• Passage provided:
There are so many options. We've done a few things:
Grilled corn on the cob (left a few layers of husk on to keep kernels moist as they cook)
Pork chops (rubbed with salt & pepper first)
Grill potato fries (wedges, sprinkled with some oilive oil, S&P and grilled slow)
Chicken breasts (with a bit of lemon juice, S&P and some chicken seasoning)
Kabobs of onions, peppers, zucchini, mushrooms

Last night we did Grilled Tilapia with Mango Salsa and it was fabulous.
(ingredients pile)


(marinade)

 (filets soaking up the goodness of lemon and oil and garlic and parsley and basil)

We shared cooking duties, as usual, although he ended up doing more than I. :) I bought some fish the other day & mentioned it as something we should have next grilling. He found this recipe. I grabbed a couple things at the store and made the marinade (which the tilapia sits in for an hour - or 3, if you're like me). He started the grill. I peeled and cut up the mango and he chopped peppers and had the stinging jalepeno hands. I chopped fresh cilantro and reveled in the smell that he doesn't particularly care for; he measured and mixed. And then he grilled the thin filets of tilapia over the hot coals for some perfection of about 2 minutes per side, while I stood close enough to soak up all the smoke, and make small panicked noises when I thought the fish was going to slide through the grill, and poke it with a fork when it was done, just to be sure, and tell him how awesome he was. We make a good team.

Unfortunately I didn't take a picture of the finished product. My sister and her fiance arrived and things got exciting. There was a new sparkly ring to admire. The food was all getting done. Hunger happened. Wine was uncorked. So no photographic evidence of the end result, but it did look similar to the recipe photo. I guess our salsa was a bit juicier.

• Source data:
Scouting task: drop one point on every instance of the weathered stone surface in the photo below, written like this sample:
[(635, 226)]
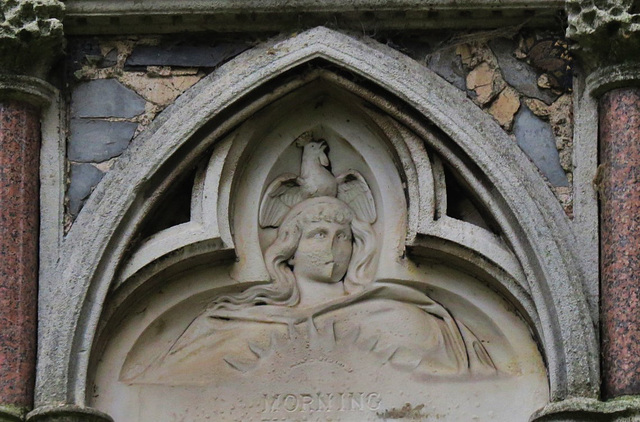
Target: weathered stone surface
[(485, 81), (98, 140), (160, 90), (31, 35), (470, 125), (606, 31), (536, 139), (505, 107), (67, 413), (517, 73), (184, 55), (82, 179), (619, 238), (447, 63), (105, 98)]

• Exercise: Transcribe the segment of the grilling post verbatim, beginning at the words "Pork chops (rubbed" and stopping after "parsley and basil)".

• Answer to the problem:
Pork chops (rubbed with salt & pepper first)
Grill potato fries (wedges, sprinkled with some oilive oil, S&P and grilled slow)
Chicken breasts (with a bit of lemon juice, S&P and some chicken seasoning)
Kabobs of onions, peppers, zucchini, mushrooms

Last night we did Grilled Tilapia with Mango Salsa and it was fabulous.
(ingredients pile)


(marinade)

 (filets soaking up the goodness of lemon and oil and garlic and parsley and basil)